_Written problem_. Show every line of the listing below that contains the word "white", matching case exactly.

-- BEGIN --

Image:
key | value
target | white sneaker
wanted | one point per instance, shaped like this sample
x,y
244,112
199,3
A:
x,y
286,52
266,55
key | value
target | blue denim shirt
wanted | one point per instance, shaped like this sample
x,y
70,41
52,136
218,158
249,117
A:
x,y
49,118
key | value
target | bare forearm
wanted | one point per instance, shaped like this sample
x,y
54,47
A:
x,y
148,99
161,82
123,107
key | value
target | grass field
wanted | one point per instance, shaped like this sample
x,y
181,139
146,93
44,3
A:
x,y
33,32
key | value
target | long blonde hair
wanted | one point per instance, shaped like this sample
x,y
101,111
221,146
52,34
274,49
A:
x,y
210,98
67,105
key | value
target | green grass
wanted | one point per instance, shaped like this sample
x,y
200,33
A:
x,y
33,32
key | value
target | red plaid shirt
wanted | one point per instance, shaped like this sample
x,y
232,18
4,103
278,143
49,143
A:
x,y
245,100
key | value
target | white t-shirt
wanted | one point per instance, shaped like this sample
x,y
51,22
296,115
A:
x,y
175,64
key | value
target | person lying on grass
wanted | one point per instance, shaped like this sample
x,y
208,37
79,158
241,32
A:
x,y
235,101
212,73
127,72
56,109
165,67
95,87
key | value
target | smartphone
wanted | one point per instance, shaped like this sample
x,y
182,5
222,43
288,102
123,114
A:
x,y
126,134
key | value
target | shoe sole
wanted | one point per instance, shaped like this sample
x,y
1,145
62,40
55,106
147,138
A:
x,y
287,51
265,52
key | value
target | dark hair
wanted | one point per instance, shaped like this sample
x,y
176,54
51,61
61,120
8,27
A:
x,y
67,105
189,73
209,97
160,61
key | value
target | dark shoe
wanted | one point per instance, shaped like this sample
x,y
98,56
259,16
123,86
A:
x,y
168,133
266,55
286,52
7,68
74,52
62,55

-- END --
-- BEGIN --

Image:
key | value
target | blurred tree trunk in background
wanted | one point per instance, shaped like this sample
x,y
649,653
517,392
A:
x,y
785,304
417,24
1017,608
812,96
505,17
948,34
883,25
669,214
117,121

-- END --

_Result for this exercise_.
target | white sneaker
target | white t-shirt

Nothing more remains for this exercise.